→ REQUIRED WORK
Transcribe all of the material exactly.
<<<<
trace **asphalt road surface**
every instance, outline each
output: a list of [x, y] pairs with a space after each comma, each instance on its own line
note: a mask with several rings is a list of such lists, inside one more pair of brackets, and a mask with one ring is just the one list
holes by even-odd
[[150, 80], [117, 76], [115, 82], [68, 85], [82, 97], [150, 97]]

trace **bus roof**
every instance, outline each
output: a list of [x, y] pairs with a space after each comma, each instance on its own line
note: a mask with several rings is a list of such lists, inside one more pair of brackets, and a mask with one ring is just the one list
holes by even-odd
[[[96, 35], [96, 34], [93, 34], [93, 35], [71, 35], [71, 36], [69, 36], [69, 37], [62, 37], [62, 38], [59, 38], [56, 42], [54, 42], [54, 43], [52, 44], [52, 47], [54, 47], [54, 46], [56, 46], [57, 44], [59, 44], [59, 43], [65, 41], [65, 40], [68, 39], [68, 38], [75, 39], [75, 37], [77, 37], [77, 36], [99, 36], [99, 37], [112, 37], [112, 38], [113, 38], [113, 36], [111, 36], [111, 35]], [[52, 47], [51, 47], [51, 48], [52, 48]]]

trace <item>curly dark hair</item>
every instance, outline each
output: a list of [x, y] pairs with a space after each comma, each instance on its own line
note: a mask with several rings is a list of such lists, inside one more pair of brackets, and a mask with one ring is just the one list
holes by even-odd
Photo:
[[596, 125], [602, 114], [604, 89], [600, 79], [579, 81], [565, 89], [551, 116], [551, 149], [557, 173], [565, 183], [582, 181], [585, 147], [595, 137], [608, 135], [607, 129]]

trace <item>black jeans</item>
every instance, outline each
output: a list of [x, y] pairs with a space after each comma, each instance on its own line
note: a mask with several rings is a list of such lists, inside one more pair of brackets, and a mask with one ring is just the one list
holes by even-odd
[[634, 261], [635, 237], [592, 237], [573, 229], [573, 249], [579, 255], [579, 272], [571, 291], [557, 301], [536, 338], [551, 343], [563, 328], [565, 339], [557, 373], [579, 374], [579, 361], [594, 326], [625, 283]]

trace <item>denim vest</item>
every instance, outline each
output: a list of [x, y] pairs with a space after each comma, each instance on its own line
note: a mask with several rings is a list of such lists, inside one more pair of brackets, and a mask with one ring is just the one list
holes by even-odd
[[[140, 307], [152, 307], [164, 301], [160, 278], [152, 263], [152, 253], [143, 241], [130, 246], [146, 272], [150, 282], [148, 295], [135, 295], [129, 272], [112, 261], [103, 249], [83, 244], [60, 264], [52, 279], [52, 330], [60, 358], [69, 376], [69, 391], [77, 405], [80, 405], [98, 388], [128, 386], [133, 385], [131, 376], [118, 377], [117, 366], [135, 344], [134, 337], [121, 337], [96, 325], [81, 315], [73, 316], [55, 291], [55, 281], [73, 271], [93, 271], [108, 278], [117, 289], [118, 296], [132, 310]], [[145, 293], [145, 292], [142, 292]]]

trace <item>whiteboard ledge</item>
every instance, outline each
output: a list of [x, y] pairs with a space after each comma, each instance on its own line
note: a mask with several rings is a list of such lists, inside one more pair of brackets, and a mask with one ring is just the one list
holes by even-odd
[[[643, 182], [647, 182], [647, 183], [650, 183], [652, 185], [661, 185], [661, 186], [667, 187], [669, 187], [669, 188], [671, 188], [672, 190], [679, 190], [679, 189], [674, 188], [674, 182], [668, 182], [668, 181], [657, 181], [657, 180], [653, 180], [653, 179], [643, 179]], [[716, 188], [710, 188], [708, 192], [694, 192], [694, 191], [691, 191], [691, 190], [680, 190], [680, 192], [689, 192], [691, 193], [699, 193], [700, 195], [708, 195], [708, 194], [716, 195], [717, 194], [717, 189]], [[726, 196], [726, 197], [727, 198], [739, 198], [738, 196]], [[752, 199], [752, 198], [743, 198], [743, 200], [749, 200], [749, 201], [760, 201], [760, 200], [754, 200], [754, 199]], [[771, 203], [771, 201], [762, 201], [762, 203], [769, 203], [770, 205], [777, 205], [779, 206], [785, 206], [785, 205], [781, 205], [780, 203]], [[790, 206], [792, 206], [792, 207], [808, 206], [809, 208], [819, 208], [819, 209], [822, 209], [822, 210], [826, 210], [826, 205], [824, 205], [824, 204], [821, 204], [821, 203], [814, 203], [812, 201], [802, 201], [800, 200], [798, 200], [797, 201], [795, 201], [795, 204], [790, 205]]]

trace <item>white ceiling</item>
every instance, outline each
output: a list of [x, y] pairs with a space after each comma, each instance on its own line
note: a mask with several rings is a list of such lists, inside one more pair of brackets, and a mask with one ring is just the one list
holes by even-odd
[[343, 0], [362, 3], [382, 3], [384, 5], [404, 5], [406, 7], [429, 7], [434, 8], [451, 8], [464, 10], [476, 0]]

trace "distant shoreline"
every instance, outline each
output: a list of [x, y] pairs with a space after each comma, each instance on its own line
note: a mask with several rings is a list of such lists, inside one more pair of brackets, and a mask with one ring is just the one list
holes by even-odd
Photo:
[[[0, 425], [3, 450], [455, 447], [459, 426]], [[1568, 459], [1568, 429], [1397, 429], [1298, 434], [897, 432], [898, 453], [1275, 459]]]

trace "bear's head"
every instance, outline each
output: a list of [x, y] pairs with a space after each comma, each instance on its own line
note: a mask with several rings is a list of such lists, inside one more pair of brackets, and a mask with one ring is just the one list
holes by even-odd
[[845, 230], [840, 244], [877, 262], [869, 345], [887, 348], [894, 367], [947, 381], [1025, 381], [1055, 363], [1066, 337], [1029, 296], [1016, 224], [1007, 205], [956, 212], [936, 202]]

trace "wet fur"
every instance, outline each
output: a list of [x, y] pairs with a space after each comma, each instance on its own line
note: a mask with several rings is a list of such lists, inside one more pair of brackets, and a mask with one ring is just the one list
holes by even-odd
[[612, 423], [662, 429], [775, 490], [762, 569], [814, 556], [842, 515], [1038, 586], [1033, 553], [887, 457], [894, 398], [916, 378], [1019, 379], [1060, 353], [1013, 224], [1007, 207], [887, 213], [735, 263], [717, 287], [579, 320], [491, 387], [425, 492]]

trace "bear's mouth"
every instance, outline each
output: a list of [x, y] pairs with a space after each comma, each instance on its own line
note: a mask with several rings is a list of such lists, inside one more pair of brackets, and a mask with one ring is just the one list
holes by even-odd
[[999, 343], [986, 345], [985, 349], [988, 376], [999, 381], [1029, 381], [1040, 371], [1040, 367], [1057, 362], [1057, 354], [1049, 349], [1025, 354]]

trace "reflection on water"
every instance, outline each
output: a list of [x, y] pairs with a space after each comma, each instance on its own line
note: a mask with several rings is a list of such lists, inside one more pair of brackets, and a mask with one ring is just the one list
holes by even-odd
>>>>
→ ANSWER TO THIS EXERCISE
trace **asphalt road surface**
every instance, outline each
output: a list of [x, y] pairs with a space after each comma, each instance on its own line
note: a mask with several rings is a list of such lists, inside one more pair of brackets, and a mask with one ring is just the one list
holes by even-odd
[[150, 80], [117, 76], [115, 82], [68, 85], [82, 97], [150, 97]]

trace **bus roof**
every instance, outline each
output: a list of [x, y] pairs with a space after each comma, each instance on its own line
note: a mask with several rings is a list of such lists, inside one more pair of brackets, and a mask with one ring is just the one list
holes by even-odd
[[[96, 35], [96, 34], [93, 34], [93, 35], [71, 35], [71, 36], [69, 36], [69, 37], [62, 37], [62, 38], [59, 38], [56, 42], [54, 42], [54, 43], [52, 44], [52, 47], [54, 47], [54, 46], [56, 46], [57, 44], [59, 44], [59, 43], [65, 41], [65, 40], [68, 39], [68, 38], [75, 39], [75, 37], [77, 37], [77, 36], [99, 36], [99, 37], [112, 37], [112, 38], [113, 38], [113, 36], [111, 36], [111, 35]], [[52, 47], [51, 47], [51, 48], [52, 48]]]

trace <item>curly dark hair</item>
every instance, outline each
output: a list of [x, y] pairs with a space after each comma, each instance on its own line
note: a mask with several rings is a list of such lists, inside one more pair of brackets, and a mask with one ring is just the one list
holes by even-odd
Photo:
[[596, 125], [602, 114], [604, 89], [600, 79], [579, 81], [565, 89], [551, 116], [551, 149], [557, 173], [565, 183], [582, 181], [585, 147], [595, 137], [608, 135], [607, 129]]

trace <item>black jeans</item>
every instance, outline each
output: a list of [x, y] pairs with a space after each comma, each instance on its own line
note: a mask with several rings is a list of such lists, inside one more pair of brackets, and a mask with one ring is just the one list
holes by even-odd
[[634, 261], [635, 237], [592, 237], [573, 229], [573, 249], [579, 255], [579, 272], [571, 291], [557, 301], [536, 338], [551, 343], [563, 328], [565, 339], [557, 373], [579, 374], [579, 361], [594, 326], [625, 283]]

trace <item>denim vest</item>
every instance, outline each
output: a list of [x, y] pairs with a space after each comma, each instance on its own line
note: a mask with several rings is a list of such lists, inside one more pair of brackets, and a mask with one ring is just the one list
holes by even-odd
[[[140, 307], [152, 307], [164, 301], [160, 278], [152, 263], [152, 253], [143, 241], [130, 246], [146, 272], [150, 282], [148, 295], [135, 295], [129, 272], [112, 261], [103, 249], [83, 244], [60, 264], [52, 279], [52, 330], [60, 358], [69, 376], [69, 391], [77, 405], [80, 405], [98, 388], [128, 386], [133, 385], [131, 376], [118, 377], [117, 366], [135, 344], [134, 337], [121, 337], [96, 325], [81, 315], [73, 316], [55, 291], [55, 281], [73, 271], [93, 271], [108, 278], [117, 289], [118, 296], [132, 310]], [[145, 293], [145, 292], [142, 292]]]

trace <item>whiteboard ledge</item>
every instance, outline each
output: a list of [x, y] pairs with a space after each comma, each instance on its own line
note: a mask with several rings is a list of such lists, inside one more pair of brackets, and a mask with one ring is just the one list
holes by even-odd
[[[643, 182], [647, 182], [647, 183], [650, 183], [652, 185], [661, 185], [661, 186], [667, 187], [669, 187], [669, 188], [671, 188], [672, 190], [679, 190], [679, 189], [674, 188], [674, 182], [668, 182], [668, 181], [657, 181], [657, 180], [653, 180], [653, 179], [643, 179]], [[716, 188], [710, 188], [708, 192], [694, 192], [694, 191], [691, 191], [691, 190], [680, 190], [680, 192], [689, 192], [691, 193], [699, 193], [700, 195], [708, 195], [708, 194], [716, 195], [717, 194], [717, 189]], [[726, 196], [726, 197], [727, 198], [739, 198], [738, 196]], [[752, 199], [752, 198], [743, 198], [743, 200], [749, 200], [749, 201], [760, 201], [760, 200], [754, 200], [754, 199]], [[771, 203], [771, 201], [762, 201], [762, 203], [769, 203], [770, 205], [777, 205], [779, 206], [785, 206], [785, 205], [781, 205], [780, 203]], [[790, 206], [792, 206], [792, 207], [808, 206], [809, 208], [819, 208], [819, 209], [822, 209], [822, 210], [826, 210], [826, 205], [824, 205], [824, 204], [821, 204], [821, 203], [814, 203], [812, 201], [802, 201], [800, 200], [798, 200], [797, 201], [795, 201], [795, 204], [790, 205]]]

trace <item>white ceiling</item>
every instance, outline each
output: a list of [x, y] pairs with a space after each comma, each instance on its own line
note: a mask with several rings is a list of such lists, inside one more pair of brackets, and a mask with one ring is just the one list
holes by even-odd
[[343, 0], [362, 3], [382, 3], [384, 5], [404, 5], [406, 7], [429, 7], [434, 8], [451, 8], [464, 10], [476, 0]]

trace "distant shoreline"
every instance, outline each
output: a list of [x, y] pairs with a space after each comma, each instance on its own line
note: a mask with several rings is a list of such lists, inside one more pair of brackets, and a mask with one ring is just the one list
holes by even-odd
Photo:
[[[0, 425], [3, 450], [455, 447], [459, 426]], [[1568, 459], [1568, 429], [1397, 429], [1298, 434], [897, 432], [898, 453], [1275, 459]]]

trace "bear's head"
every instance, outline each
output: a list of [x, y] pairs with a space after each comma, each instance on its own line
note: a mask with several rings is a list of such lists, inside one more pair of brackets, and a mask with one ring is just the one list
holes by even-odd
[[845, 230], [840, 244], [877, 262], [869, 345], [887, 348], [894, 367], [947, 381], [1025, 381], [1055, 363], [1066, 337], [1029, 296], [1016, 224], [1007, 205], [956, 212], [936, 202]]

trace "wet fur"
every instance, outline each
output: a list of [x, y] pairs with a space after each comma, each instance on its own line
note: a mask with several rings is a list of such lists, inside one more pair of brackets, and a mask with one ring is just the one list
holes by even-odd
[[612, 423], [662, 429], [775, 490], [762, 569], [814, 556], [842, 515], [1038, 586], [1033, 553], [887, 457], [894, 398], [916, 378], [1019, 379], [1060, 353], [1013, 224], [1007, 207], [887, 213], [735, 263], [717, 287], [579, 320], [491, 387], [425, 492]]

trace "bear's mouth"
every instance, outline each
output: a list of [x, y] pairs with a space after each comma, each instance on its own line
note: a mask with several rings is a list of such lists, inside one more pair of brackets, and a mask with one ring is just the one list
holes by even-odd
[[999, 343], [986, 345], [985, 349], [988, 376], [999, 381], [1029, 381], [1040, 371], [1040, 367], [1057, 362], [1057, 354], [1049, 349], [1025, 354]]

trace "reflection on water"
every instance, outline each
output: a list of [x, y] pairs with a space after each comma, each instance on its own line
note: a mask with several rings is a list of such lists, inside one more pair of brackets, and a mask with one ring is just the one list
holes by even-odd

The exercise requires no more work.